Please reproduce every record, keeping each one exactly as written.
══ Dataset excerpts
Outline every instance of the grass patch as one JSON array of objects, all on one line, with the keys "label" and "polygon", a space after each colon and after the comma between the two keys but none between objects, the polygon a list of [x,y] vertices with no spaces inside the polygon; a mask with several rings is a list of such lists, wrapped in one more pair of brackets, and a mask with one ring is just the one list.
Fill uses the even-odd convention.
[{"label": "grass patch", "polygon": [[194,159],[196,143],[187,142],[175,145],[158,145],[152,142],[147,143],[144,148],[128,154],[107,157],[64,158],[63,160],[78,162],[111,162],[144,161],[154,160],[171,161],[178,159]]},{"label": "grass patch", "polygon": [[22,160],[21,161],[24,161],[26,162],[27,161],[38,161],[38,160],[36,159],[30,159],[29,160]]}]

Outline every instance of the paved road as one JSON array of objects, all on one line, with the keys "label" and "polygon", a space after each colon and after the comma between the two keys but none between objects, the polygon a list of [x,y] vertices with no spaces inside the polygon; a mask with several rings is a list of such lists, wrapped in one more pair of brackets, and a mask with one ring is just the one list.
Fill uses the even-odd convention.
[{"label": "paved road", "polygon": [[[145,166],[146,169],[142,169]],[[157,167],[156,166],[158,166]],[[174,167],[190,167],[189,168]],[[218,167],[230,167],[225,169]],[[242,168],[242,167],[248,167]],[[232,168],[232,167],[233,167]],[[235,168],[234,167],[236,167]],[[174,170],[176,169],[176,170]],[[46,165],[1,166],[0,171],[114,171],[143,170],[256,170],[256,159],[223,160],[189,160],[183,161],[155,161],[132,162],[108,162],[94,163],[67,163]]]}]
════
● Exercise response
Outline every instance of the grass patch as one JSON array of objects, all on one line, with the keys "label" and "polygon", a space after each colon and after the comma between the two keys but none between objects, the polygon a list of [x,y] vertices with no spaces inside the polygon; a mask with several rings is a list of such lists, wrapped in one more pair of brackets, and a mask with one ring is just the one list.
Fill uses the even-odd convention.
[{"label": "grass patch", "polygon": [[194,159],[196,143],[187,142],[175,145],[158,145],[152,142],[147,143],[144,148],[128,154],[107,157],[64,158],[63,160],[78,162],[111,162],[144,161],[154,160],[171,161],[178,159]]},{"label": "grass patch", "polygon": [[22,160],[21,161],[24,161],[26,162],[27,161],[38,161],[38,160],[36,159],[30,159],[29,160]]}]

Outline every instance of the paved road as one JSON array of objects, all on one line, with the keys "label" and "polygon", a space after each colon and after the comma between the two keys but none between objects, the polygon a list of [x,y] vertices with no spaces inside the polygon; a mask with several rings is a list of such lists, wrapped in one more pair of brackets, and a mask with one ring is just the one list.
Fill uses the even-odd convention.
[{"label": "paved road", "polygon": [[[145,166],[146,169],[142,169]],[[157,167],[156,166],[158,166]],[[174,167],[190,167],[189,168]],[[218,167],[230,167],[225,169]],[[242,168],[242,167],[248,167]],[[232,168],[232,167],[233,167]],[[235,168],[234,167],[236,167]],[[174,170],[176,169],[176,170]],[[46,165],[1,166],[0,171],[114,171],[143,170],[256,170],[256,159],[223,160],[189,160],[183,161],[155,161],[132,162],[108,162],[94,163],[67,163]]]}]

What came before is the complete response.